Decide whether each statement below agrees with the text on cooling and storing stock. For each one, answer yes or no and quote the words of the text that decide it.
1. The ice bath is made in the kitchen sink.
2. Hot stock can go straight into the fridge to cool.
3. Gallon freezer bags of stock should freeze standing upright.

++++ SUPPLIED TEXT

Instead, use your kitchen sink to create an ice bath.

Fill your kitchen sink with ice and cold tap water, then place an empty pot in the ice bath.

Pour your now-strained stock into this cold pot and stir regularly until it is cool enough to be put into storage containers (usually about 15 minutes).

(And on that note - do NOT put piping hot stock into your fridge to cool down. A pot that large with that much heat will bring up the temperature of your entire fridge - putting anything meat-based in your fridge in the danger zone.)

10. Store.

You can now store your stock in airtight containers. I use a wide variety, depending on what I have on hand.

Wide mouth jars are my favorite - just be sure to keep the liquid below the fill line.

Gallon freezer bags are another great option - the key here is to let them freeze flat. I’m not gonna lie - that’s not always doable in my very un-organized chest freezer. This tends to be a better method in the depths of winter, when I can just stick the bags on cookie sheets out on the deck for an hour or so before transferring them to a real freezer. :)

++++++++
++++ DATA RECORDS

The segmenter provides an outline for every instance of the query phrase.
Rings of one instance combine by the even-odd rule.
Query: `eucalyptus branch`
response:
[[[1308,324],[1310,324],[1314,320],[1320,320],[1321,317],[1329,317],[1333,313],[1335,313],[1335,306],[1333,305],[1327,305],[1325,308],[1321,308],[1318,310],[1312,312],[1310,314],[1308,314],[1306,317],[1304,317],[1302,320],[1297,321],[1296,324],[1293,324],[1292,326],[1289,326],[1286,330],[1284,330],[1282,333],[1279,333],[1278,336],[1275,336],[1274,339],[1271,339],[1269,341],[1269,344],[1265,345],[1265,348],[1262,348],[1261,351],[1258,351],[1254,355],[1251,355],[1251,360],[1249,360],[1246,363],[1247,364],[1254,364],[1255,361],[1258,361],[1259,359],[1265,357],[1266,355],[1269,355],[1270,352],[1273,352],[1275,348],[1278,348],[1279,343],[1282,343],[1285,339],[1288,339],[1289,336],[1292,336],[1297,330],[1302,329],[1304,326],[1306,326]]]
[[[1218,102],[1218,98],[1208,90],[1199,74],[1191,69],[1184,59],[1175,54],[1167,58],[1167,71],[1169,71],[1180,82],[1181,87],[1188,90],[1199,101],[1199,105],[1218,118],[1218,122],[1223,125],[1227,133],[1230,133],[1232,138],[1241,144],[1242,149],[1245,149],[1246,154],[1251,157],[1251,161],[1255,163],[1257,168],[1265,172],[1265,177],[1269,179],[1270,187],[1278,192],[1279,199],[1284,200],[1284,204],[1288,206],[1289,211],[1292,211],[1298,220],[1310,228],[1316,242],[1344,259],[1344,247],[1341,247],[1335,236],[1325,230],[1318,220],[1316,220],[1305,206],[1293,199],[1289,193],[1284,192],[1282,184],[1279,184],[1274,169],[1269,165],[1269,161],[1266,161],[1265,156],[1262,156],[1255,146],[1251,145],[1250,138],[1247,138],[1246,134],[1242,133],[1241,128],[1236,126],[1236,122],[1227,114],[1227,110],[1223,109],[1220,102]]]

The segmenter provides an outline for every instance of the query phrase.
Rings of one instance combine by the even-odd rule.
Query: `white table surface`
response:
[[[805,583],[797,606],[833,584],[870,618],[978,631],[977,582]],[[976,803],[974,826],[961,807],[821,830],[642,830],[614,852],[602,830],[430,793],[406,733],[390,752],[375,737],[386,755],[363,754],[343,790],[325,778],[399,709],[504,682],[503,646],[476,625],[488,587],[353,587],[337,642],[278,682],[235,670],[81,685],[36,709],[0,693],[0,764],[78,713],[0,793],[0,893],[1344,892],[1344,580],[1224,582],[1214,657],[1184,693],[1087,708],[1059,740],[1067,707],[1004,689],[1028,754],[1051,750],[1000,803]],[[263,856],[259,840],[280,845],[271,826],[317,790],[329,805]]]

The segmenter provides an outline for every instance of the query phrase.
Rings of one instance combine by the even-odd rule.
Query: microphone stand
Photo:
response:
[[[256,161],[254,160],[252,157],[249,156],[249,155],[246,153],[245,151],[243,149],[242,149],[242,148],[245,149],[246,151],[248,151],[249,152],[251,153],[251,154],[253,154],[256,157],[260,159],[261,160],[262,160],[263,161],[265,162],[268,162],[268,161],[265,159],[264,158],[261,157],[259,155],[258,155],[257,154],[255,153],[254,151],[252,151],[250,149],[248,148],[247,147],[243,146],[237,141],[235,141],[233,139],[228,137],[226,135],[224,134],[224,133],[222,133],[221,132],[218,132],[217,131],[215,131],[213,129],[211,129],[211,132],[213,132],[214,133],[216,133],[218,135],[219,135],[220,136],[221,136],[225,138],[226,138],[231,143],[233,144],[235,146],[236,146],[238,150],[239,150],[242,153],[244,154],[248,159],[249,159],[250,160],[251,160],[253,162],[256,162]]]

++++++++

*EXERCISE ANSWER*:
1. Yes: "use your kitchen sink to create an ice bath."
2. No: "do NOT put piping hot stock into your fridge to cool down."
3. No: "the key here is to let them freeze flat."